== What you are asked to do ==
The entries below are to be repeated exactly as they stand.

== Excerpts from point annotation data ==
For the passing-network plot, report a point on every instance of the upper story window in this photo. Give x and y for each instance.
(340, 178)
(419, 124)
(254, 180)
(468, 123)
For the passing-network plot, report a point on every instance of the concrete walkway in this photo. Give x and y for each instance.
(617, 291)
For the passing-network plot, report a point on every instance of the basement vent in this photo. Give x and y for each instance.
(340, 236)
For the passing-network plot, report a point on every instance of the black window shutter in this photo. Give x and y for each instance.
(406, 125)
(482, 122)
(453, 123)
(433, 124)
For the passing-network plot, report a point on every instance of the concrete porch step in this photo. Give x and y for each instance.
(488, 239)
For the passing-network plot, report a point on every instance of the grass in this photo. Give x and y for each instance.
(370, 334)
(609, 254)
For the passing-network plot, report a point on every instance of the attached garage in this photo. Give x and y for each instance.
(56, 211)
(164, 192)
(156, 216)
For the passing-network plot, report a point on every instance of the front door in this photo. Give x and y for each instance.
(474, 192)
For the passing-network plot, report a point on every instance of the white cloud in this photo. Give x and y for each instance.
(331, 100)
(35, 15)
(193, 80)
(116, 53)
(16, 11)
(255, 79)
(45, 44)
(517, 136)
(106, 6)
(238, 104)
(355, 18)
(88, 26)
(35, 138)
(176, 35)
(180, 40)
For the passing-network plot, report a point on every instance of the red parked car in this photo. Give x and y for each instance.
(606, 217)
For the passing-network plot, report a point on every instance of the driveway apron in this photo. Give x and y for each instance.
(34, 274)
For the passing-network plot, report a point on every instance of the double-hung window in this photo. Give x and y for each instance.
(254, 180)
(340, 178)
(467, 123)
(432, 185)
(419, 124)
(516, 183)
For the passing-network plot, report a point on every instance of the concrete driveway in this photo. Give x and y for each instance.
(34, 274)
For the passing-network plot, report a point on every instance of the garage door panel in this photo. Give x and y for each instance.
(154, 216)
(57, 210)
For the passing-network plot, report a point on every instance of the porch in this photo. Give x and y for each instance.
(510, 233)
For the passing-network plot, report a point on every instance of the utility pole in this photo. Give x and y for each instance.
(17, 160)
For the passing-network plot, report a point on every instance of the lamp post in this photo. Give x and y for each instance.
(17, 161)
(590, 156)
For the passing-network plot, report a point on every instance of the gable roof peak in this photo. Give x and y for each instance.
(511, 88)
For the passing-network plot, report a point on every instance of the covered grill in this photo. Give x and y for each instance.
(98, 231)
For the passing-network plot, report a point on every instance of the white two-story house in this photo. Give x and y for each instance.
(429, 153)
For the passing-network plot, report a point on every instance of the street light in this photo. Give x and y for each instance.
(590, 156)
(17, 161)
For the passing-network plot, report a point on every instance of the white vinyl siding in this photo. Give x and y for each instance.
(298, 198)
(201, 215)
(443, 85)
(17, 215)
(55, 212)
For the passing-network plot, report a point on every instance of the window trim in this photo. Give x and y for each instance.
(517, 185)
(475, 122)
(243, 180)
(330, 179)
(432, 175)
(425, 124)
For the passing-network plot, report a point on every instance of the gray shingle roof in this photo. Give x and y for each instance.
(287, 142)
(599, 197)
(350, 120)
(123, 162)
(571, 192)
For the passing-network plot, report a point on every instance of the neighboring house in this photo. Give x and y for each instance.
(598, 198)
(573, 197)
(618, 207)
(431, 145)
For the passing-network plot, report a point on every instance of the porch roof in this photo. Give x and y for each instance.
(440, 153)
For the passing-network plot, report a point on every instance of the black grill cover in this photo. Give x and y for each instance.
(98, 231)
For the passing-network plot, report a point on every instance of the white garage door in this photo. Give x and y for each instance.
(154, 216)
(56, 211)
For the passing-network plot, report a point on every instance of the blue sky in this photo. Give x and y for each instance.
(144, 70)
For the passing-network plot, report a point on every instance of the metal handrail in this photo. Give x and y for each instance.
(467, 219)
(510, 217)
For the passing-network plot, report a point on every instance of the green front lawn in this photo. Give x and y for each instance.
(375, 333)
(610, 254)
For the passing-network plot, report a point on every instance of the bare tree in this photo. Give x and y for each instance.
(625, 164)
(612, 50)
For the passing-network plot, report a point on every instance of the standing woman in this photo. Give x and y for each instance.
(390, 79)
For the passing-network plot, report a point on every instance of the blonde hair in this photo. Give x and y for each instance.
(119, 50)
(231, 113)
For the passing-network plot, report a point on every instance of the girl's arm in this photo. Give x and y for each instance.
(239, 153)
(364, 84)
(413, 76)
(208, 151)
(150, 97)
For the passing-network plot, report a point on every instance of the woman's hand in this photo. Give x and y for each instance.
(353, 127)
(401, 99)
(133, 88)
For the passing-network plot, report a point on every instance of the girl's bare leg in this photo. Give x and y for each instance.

== Output ==
For the passing-network plot, report a point on every instance of the upper story window in this photo. Give x and y for each instance.
(340, 178)
(419, 124)
(254, 180)
(468, 123)
For the passing-network plot, report a point on every instance of the concrete walkway in this photo. Give x and y for each instance.
(617, 291)
For the passing-network plot, report a point on every instance of the basement vent in this photo. Give x and y for each instance.
(340, 236)
For the passing-network plot, report a point on every instance of the black window shutter in this photo. Give x and y for each instance.
(406, 125)
(482, 122)
(453, 123)
(433, 124)
For the passing-network plot, report a point on every instance of the concrete porch step in this photo. Give x and y for each instance.
(488, 239)
For the passing-network plot, report a point on every instance of the grass in this photo. Give x and y for each instance.
(370, 334)
(609, 254)
For the passing-network plot, report a point on every instance of the attached garage in this photo. Give x and y for each instance.
(56, 211)
(164, 192)
(156, 216)
For the passing-network plot, report a point on every instance of the front door in this photo. Give x and y for each instance.
(474, 192)
For the passing-network plot, report a point on every instance of the white cloud in this photo. Give x and y for each instance.
(331, 100)
(35, 15)
(193, 80)
(116, 53)
(16, 11)
(255, 79)
(45, 44)
(517, 136)
(106, 6)
(238, 104)
(355, 18)
(88, 26)
(35, 138)
(176, 35)
(180, 40)
For the passing-network plot, report a point on every instance of the red parked car in this photo. Give x and y for each instance.
(606, 217)
For the passing-network plot, report a point on every instance of the driveway apron in this photo. Give x and y for each instance.
(34, 274)
For the passing-network plot, report a point on every instance of the double-hung window in this photo. Give x and y for each instance.
(254, 180)
(340, 178)
(467, 123)
(432, 185)
(419, 124)
(516, 183)
For the passing-network plot, report a point on every instance of the concrete driveway in this photo. Give x and y for each instance.
(34, 274)
For the passing-network plot, report a point on every instance of the garage door panel in this photo. Give x and y for each instance.
(154, 216)
(57, 210)
For the passing-network plot, report a point on every instance of the porch in this photo. Give x and y for each instance.
(510, 233)
For the passing-network plot, report a point on every instance of the utility pole in this photo. Give x and y for each instance.
(17, 160)
For the passing-network plot, report a point on every instance of the lamp post in this photo. Give x and y for each instance.
(17, 161)
(590, 156)
For the passing-network plot, report a point on every instance of the gable roof peak in this photo. Give x and y for each instance.
(511, 88)
For the passing-network plot, report a point on every instance of the covered grill in this photo. Give x and y for each instance.
(98, 231)
For the passing-network plot, report a point on every instance of the white two-story house in this photo. Give x and y for each instance.
(429, 153)
For the passing-network plot, report a point on every instance of the street light in this photo. Give x and y for each instance.
(590, 156)
(17, 161)
For the passing-network plot, report a point on every instance of the white vinyl siding in this photo. Give x and y for each instance.
(298, 198)
(201, 215)
(443, 85)
(17, 215)
(55, 212)
For the passing-network plot, report a point on every instance of the window trim in this photo. Give x and y for each instance.
(517, 185)
(475, 122)
(243, 180)
(330, 179)
(432, 175)
(425, 124)
For the passing-network plot, report a point on every instance of the gray shingle roof in this photo. Give x and y for each instance.
(287, 142)
(599, 197)
(350, 120)
(123, 162)
(571, 192)
For the passing-network plot, report a point on every instance of the neighboring house in this photo. Give x and y for each instance.
(598, 198)
(573, 197)
(618, 207)
(431, 145)
For the passing-network plot, report a point on every instance of the porch roof in this photo. Give x and y for each instance.
(440, 153)
For the passing-network plot, report a point on every instance of the black grill cover in this photo. Give x and y for each instance.
(98, 231)
For the passing-network plot, report a point on every instance of the white garage door in this photo. Give x and y for each instance.
(154, 216)
(56, 211)
For the passing-network plot, report a point on every instance of the blue sky in this photo. Give x and y for each instance.
(144, 70)
For the passing-network plot, report a point on every instance of the metal handrail in this photo. Give x and y for each instance.
(467, 219)
(510, 217)
For the passing-network plot, report a point on every instance of the green front lawn in this photo. Give x and y for each instance.
(375, 333)
(610, 254)
For the passing-network plot, report a point on every instance of the bare tree in this photo. Give x and y for each instance.
(625, 164)
(612, 50)
For the passing-network plot, report a point on every instance of the standing woman in this photo. Give x and y for each instance.
(390, 79)
For the passing-network plot, report a point on every instance of the blonde hair in this photo. Give x and y for each instance.
(119, 50)
(231, 113)
For the passing-network plot, report a point on every instance of the girl's arm in this photo. Give x and y for each instance.
(239, 153)
(364, 84)
(413, 76)
(208, 151)
(150, 97)
For the passing-network plot, report a point on every instance of the woman's hand in this photo. Give x and y for each instance.
(353, 127)
(401, 99)
(133, 88)
For the passing-network plot, report a point on every instance of the girl's bare leg in this photo. Give x and y for each instance.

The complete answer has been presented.